== Segment start ==
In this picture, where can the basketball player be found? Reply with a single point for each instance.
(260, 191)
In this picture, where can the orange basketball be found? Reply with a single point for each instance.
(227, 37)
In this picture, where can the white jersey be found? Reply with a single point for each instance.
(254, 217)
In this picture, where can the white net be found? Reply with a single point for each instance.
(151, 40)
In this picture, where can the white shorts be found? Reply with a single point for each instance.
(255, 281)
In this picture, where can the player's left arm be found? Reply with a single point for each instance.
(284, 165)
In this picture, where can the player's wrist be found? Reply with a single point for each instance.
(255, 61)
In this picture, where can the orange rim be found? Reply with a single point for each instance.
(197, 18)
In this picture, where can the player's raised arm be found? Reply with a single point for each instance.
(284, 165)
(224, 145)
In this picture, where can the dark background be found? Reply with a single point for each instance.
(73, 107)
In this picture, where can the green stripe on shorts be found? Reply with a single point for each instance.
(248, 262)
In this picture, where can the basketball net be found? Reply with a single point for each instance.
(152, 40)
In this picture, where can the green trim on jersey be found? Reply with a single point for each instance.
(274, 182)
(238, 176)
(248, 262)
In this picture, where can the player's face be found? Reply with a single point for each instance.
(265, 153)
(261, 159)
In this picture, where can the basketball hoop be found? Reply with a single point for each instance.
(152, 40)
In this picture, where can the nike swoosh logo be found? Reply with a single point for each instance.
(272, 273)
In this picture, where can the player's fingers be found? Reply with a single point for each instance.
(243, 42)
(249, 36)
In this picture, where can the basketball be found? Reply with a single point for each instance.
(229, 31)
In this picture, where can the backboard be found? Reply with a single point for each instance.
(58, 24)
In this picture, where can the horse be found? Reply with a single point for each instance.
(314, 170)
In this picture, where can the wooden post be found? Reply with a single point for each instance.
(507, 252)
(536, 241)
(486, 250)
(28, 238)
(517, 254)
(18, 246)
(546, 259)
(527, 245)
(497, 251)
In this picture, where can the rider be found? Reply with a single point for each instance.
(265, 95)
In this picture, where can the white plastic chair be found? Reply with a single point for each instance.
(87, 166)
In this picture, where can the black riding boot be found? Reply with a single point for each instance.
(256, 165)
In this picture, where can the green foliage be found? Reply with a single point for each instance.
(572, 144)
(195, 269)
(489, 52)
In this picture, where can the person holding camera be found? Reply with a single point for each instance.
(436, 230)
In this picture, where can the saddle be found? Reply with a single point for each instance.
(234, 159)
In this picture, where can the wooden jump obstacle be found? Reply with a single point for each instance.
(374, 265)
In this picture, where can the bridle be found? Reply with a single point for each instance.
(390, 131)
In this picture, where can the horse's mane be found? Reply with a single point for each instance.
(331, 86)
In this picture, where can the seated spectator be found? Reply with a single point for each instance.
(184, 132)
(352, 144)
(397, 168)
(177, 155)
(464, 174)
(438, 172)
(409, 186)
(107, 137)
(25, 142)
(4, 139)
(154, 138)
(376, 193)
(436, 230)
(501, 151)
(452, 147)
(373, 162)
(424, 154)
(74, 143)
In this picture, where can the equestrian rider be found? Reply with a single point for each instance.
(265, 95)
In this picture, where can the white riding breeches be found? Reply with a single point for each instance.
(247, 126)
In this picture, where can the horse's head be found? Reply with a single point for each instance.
== Segment end ==
**Work request:** Everything in the listing must be returned word for word.

**Response box:**
In this picture, where can the basketball player be found? Reply with a single point for each instance.
(260, 191)
In this picture, where can the orange basketball be found? Reply with a single point for each instance.
(227, 37)
In this picture, where can the white jersey be found? Reply with a single point for each instance.
(254, 217)
In this picture, where can the white net be found? Reply with a single point for each instance.
(151, 40)
In this picture, where can the white shorts be found? Reply with a single point for each instance.
(255, 281)
In this picture, where can the player's left arm be found? Reply with a single point for each instance.
(284, 165)
In this picture, where can the player's wrist be found? Reply with a single point for each instance.
(255, 61)
In this picture, where can the orange rim be found? Reply with a single point for each instance.
(197, 18)
In this picture, where can the player's raised arm be found? Reply with a single point for each instance.
(284, 165)
(224, 145)
In this picture, where can the dark background be found? Reply with a single point for each instance.
(73, 107)
In this picture, where can the green stripe on shorts be found? Reply with a single point for each instance.
(248, 262)
In this picture, where can the basketball net be found? Reply with a single point for each instance.
(152, 40)
In this picture, where can the green trim on jersey be found? Reply with a single point for each instance.
(274, 182)
(238, 176)
(248, 262)
In this picture, where can the player's face be found? Reply with a single point for each instance.
(265, 153)
(261, 159)
In this picture, where can the basketball hoop be found? Reply with a single point for each instance.
(152, 40)
In this picture, where can the nike swoosh logo be found? Reply with a single point for each instance.
(272, 273)
In this picture, where can the player's fingers be found? Reply with a single point for each instance.
(243, 42)
(249, 36)
In this picture, where can the basketball be found? Reply with a single point for each instance.
(229, 31)
In this picture, where can the backboard be found? Reply with a single point for each instance.
(58, 24)
In this picture, where can the horse be found? Reply with a single point for each instance.
(314, 170)
In this picture, where can the wooden post be found? Reply with a single point for each instance.
(507, 252)
(536, 241)
(486, 250)
(28, 238)
(517, 254)
(18, 246)
(546, 259)
(527, 245)
(497, 251)
In this picture, where can the rider be found? Reply with a single point for each instance.
(265, 95)
In this picture, where can the white plastic chair be found? Reply with a single point for each instance.
(87, 166)
In this picture, where can the black riding boot be found? Reply with a single point for each instance.
(256, 165)
In this picture, where can the green foliage be found? Reply with a single point for each instance.
(572, 144)
(195, 269)
(489, 52)
In this picture, where can the person holding camera be found? Reply with a single point for each instance.
(436, 230)
In this picture, where can the saddle be found? Reply with a single point for each instance.
(234, 159)
In this picture, where can the wooden jump obstacle be found? Reply with a single point for each instance.
(374, 265)
In this picture, where can the bridle be found? Reply with a single point for each instance.
(390, 131)
In this picture, where can the horse's mane be found? Reply with a single point for each instance.
(331, 86)
In this picture, where can the seated spectator be found? Reply with a single point for each instance.
(184, 132)
(352, 144)
(397, 168)
(177, 155)
(464, 174)
(438, 172)
(409, 186)
(107, 137)
(25, 142)
(4, 139)
(154, 138)
(376, 193)
(436, 230)
(501, 151)
(452, 147)
(373, 162)
(424, 154)
(74, 143)
In this picture, where can the equestrian rider be found? Reply with a single point for each instance.
(265, 95)
In this picture, where can the white riding breeches be found? Reply with a single point for each instance.
(247, 126)
In this picture, where can the horse's head be found? Reply with a single point for each instance.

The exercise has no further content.